** START Material **

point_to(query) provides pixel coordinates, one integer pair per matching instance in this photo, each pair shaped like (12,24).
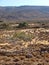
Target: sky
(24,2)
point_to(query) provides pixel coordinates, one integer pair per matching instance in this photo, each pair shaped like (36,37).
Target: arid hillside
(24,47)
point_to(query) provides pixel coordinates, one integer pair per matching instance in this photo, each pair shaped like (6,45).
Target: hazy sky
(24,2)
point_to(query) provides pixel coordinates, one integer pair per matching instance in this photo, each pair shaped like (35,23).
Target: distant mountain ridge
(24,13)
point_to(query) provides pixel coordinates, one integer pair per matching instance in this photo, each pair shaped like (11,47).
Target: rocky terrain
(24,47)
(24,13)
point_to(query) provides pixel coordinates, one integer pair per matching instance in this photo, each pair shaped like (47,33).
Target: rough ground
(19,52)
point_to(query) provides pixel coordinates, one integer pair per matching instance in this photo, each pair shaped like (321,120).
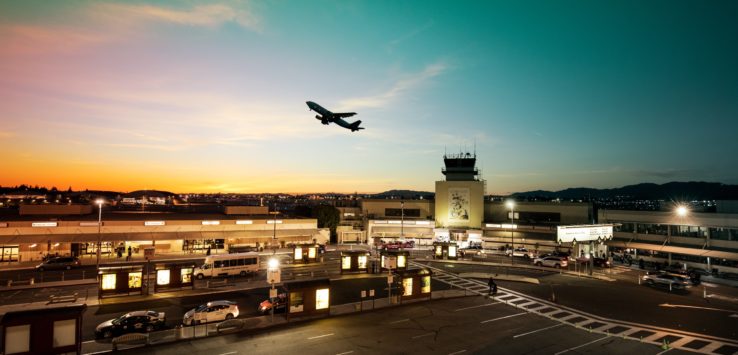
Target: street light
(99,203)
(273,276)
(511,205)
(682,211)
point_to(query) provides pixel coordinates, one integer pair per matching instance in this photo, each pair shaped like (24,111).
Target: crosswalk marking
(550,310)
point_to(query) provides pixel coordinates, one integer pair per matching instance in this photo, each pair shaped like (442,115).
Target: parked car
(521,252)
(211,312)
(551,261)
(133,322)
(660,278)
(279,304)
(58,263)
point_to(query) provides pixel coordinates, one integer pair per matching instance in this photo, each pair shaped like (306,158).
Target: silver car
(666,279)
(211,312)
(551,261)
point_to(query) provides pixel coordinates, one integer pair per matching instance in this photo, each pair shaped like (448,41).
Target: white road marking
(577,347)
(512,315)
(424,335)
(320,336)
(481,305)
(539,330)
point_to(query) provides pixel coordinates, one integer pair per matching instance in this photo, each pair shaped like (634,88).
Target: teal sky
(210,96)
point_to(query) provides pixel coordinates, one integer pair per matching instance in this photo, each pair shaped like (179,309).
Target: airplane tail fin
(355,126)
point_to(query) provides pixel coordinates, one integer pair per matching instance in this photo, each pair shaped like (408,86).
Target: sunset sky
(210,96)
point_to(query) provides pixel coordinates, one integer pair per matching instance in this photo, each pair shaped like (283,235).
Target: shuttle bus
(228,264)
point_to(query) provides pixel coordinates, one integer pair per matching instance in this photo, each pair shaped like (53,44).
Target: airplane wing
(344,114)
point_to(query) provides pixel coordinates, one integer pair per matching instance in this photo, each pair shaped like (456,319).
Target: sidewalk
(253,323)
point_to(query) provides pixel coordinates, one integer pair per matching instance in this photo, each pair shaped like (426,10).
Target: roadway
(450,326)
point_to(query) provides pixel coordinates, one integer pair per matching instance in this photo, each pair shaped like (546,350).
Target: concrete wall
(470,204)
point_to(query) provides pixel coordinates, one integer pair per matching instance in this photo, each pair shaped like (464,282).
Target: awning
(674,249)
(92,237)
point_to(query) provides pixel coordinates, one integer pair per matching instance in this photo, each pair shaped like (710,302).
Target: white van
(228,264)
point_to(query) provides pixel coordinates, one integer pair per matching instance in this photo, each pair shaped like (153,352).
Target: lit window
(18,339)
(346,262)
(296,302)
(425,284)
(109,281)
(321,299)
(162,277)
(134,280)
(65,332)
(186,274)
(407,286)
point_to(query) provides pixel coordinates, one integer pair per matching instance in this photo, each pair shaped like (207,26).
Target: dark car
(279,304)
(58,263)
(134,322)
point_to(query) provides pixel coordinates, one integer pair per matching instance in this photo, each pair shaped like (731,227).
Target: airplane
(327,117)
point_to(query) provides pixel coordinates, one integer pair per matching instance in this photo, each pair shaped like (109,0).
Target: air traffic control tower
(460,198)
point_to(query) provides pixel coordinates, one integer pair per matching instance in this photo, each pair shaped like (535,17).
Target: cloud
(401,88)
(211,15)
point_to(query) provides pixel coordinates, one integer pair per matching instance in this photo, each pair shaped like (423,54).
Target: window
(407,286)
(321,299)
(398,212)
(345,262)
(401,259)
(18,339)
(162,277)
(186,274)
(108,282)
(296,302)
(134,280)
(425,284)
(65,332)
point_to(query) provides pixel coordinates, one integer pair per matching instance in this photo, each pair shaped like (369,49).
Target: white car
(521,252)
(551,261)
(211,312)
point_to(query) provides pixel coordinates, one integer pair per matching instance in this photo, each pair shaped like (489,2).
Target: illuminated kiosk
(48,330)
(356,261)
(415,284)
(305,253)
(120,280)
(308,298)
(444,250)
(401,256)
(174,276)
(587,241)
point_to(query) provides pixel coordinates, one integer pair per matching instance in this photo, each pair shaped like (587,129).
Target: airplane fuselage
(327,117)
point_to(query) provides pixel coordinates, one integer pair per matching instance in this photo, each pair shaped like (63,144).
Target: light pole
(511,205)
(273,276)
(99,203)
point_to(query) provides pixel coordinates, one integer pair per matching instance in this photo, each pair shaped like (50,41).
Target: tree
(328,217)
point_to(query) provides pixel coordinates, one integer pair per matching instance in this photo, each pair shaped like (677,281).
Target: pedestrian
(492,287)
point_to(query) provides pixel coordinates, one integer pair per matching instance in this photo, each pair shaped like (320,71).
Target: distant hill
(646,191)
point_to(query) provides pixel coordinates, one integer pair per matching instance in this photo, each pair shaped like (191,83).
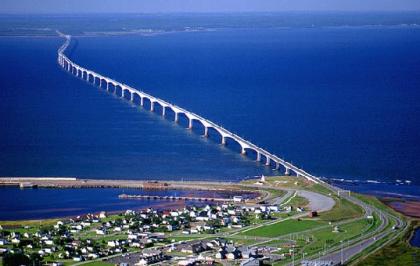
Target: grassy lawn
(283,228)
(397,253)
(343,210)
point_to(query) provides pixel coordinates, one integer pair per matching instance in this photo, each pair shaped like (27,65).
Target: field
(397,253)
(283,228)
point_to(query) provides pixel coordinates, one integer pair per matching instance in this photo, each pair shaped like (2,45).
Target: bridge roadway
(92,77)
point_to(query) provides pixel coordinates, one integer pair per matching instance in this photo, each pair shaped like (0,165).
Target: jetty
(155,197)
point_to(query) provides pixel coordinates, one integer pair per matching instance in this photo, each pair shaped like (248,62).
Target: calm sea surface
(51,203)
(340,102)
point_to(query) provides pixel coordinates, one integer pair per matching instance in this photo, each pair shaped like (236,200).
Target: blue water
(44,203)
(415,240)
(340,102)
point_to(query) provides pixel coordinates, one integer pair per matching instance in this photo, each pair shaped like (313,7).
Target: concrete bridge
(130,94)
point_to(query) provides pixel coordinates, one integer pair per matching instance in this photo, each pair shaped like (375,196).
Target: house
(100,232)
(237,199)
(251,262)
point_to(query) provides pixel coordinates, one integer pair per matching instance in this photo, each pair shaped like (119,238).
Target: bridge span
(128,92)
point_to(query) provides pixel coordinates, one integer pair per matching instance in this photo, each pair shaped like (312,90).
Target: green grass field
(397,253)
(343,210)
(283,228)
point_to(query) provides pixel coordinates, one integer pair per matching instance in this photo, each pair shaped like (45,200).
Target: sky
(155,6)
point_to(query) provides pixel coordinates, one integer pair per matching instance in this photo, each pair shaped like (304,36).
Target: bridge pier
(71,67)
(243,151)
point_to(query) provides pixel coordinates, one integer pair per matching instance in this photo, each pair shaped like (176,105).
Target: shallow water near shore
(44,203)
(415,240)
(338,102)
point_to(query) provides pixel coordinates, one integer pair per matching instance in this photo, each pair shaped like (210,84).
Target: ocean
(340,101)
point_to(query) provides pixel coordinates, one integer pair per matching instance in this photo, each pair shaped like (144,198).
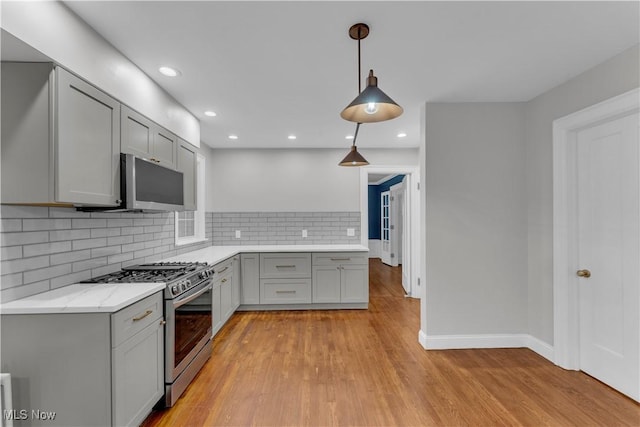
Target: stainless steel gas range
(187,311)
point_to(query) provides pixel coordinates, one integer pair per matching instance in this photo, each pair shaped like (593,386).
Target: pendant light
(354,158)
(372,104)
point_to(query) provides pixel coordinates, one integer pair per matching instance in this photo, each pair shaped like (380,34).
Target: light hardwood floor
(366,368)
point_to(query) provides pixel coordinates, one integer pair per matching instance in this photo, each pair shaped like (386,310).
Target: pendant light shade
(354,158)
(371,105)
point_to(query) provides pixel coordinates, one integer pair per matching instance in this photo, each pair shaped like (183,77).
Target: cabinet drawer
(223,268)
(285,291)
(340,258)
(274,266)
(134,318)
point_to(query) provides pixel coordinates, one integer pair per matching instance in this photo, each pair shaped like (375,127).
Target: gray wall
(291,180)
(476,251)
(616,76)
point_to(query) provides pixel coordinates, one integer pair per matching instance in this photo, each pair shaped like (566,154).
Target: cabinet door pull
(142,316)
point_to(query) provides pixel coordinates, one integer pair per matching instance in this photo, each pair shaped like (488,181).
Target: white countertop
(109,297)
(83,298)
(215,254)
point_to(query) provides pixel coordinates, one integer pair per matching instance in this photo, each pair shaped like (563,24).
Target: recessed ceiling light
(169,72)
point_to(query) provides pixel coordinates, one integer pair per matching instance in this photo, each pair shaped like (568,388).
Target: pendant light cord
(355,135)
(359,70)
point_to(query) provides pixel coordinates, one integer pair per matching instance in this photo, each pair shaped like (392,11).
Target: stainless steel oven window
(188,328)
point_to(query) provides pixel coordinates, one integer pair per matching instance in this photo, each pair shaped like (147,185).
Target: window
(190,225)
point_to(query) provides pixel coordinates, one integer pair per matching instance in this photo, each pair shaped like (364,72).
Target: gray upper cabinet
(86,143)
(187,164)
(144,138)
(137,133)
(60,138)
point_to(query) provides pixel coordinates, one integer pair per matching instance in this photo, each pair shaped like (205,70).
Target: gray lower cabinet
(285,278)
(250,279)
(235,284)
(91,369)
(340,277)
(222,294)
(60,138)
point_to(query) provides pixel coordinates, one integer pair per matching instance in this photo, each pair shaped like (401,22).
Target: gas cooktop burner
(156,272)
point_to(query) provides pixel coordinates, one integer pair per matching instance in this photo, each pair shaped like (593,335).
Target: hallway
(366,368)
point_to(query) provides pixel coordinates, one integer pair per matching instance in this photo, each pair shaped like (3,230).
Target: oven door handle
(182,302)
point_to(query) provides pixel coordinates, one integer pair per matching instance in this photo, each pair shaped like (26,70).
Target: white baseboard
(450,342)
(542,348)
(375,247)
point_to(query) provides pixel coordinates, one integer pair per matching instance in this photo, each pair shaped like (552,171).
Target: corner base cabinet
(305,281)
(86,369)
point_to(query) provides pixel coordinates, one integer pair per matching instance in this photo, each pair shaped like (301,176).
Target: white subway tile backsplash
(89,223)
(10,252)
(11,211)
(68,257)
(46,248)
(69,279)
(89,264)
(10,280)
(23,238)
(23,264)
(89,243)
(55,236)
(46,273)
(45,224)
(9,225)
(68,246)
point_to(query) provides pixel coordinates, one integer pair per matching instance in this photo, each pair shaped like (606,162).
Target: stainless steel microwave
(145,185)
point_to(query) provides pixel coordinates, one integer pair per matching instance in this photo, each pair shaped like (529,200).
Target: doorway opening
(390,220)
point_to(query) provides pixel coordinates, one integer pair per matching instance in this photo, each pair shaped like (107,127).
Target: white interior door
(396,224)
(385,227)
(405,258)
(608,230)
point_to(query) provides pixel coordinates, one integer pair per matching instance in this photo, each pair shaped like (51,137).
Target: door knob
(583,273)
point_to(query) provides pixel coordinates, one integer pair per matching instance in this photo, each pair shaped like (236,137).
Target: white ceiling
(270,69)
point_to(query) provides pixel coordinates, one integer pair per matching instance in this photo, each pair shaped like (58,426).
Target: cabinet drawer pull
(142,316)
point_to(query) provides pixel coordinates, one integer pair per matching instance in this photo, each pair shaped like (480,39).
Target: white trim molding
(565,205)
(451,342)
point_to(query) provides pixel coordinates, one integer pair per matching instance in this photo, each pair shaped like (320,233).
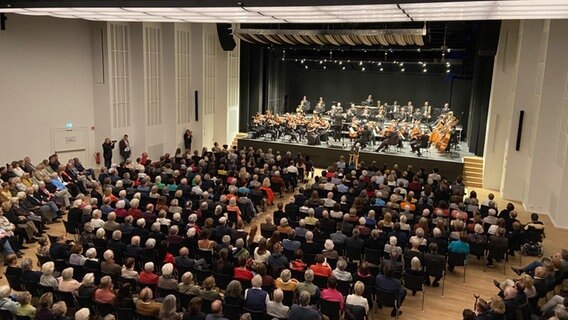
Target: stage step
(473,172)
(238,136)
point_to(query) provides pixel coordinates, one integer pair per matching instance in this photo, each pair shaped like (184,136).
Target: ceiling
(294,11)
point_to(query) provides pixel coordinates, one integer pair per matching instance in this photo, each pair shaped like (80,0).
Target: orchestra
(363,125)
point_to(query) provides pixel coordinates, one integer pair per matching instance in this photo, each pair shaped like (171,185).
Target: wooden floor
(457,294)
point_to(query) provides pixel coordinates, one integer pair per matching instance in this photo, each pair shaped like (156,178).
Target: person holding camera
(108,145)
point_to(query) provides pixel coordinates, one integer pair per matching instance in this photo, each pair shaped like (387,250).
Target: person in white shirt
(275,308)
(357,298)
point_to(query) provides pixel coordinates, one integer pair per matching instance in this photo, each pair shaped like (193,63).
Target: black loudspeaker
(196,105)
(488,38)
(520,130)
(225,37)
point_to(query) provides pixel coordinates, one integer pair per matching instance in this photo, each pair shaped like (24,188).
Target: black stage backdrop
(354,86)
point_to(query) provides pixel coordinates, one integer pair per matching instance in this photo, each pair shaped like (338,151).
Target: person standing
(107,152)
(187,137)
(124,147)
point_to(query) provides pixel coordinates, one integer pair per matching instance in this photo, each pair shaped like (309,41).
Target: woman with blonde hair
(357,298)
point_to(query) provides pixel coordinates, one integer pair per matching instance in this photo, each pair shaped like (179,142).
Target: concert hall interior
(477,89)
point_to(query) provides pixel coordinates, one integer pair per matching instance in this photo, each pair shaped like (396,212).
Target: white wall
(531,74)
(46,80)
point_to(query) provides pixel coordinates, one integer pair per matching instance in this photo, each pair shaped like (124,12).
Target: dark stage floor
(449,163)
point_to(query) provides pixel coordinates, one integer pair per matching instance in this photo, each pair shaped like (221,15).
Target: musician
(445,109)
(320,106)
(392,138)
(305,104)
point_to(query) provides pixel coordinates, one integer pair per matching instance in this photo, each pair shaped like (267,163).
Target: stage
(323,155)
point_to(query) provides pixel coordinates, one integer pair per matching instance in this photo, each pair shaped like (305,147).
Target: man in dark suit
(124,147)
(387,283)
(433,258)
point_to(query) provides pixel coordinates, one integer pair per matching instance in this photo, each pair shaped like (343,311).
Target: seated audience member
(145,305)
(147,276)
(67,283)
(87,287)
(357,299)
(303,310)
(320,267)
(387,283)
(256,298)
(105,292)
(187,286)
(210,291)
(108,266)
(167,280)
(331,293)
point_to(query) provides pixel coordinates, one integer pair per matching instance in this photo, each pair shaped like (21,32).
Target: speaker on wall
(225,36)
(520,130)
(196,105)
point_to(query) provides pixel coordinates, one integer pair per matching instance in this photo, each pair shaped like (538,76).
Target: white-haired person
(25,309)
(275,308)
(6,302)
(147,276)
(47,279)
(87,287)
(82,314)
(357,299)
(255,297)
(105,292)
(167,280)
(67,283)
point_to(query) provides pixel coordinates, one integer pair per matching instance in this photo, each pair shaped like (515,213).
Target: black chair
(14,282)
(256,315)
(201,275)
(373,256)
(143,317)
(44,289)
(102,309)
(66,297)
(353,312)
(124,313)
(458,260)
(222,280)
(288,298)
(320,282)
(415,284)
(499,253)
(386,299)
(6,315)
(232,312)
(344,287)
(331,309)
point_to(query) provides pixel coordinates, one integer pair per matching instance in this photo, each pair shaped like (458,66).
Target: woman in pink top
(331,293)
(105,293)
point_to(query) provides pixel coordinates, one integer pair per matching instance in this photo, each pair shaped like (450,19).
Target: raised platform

** END Material **

Take the line in which "shaped like (458,66)." occurs and each subsequent line through the end; give these lines again without alteration.

point_to(query) provides pixel coordinates, one integer pair per matching instance in this photo, each pair shaped like (458,66).
Target: woman in pink top
(331,293)
(105,293)
point_to(query) provides pixel coordinates, one integer pair per matching instance in this photo, each pair shaped like (450,19).
Target: raised platform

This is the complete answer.